To do: Reproduce the data below verbatim, keeping every line in its original order.

Material provided:
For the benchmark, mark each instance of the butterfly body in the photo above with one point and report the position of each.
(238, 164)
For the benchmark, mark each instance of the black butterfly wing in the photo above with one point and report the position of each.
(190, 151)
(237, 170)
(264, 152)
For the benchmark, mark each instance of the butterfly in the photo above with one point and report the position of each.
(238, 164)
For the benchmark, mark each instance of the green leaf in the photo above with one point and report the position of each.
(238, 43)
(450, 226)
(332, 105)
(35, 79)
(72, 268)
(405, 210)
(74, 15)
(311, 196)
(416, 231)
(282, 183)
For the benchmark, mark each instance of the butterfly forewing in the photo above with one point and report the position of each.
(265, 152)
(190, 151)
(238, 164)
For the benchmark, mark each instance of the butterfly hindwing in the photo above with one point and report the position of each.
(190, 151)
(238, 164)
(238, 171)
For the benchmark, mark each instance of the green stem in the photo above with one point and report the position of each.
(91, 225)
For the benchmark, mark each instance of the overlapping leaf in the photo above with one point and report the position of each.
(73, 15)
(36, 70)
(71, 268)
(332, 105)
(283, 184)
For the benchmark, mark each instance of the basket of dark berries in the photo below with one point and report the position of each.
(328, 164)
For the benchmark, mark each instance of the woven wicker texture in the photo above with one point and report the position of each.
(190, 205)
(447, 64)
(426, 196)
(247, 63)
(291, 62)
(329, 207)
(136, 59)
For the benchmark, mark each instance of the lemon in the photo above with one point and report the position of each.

Reply to the exercise:
For the benchmark, mark each instance of the butterfly body in the photo above with one point and report the position of each.
(238, 164)
For the benchmark, mark each instance of the black butterfly wing in the photo above with one point and report the position of each.
(190, 151)
(237, 170)
(264, 152)
For the benchmark, mark each instance of the butterfly in the photo above with one point and report the position of each.
(238, 164)
For the benchmark, mark each instance of the green leaf in the photo above with one point and report the position of each.
(238, 43)
(450, 226)
(332, 105)
(35, 79)
(72, 268)
(405, 210)
(74, 15)
(311, 196)
(416, 231)
(282, 183)
For the benchmark, mark each instance of the butterfly forewing in the photo above with one point and report the position of each.
(265, 152)
(190, 151)
(238, 164)
For the benchmark, mark each instance of the butterfly hindwing in the photo above with one point and report the position of each.
(190, 151)
(238, 164)
(238, 171)
For the benchmark, mark each instance of the green stem in the photo above with one point and report the position of each.
(91, 225)
For the benchmark, mark each instance of the overlapping leaf in the photo above with one point and report the position of each.
(73, 15)
(36, 70)
(71, 268)
(332, 105)
(283, 184)
For the benchmark, mark each instance of the basket of dark berries in the photo below with one point and report the position of each.
(328, 164)
For the benchmark, mark each instance of the woven wicker texture in the photo above with one point and report the position of each.
(190, 205)
(447, 64)
(426, 196)
(247, 63)
(291, 62)
(329, 207)
(136, 59)
For the benchmark, mark each instance of the lemon in the photo above with one point and report the position of each.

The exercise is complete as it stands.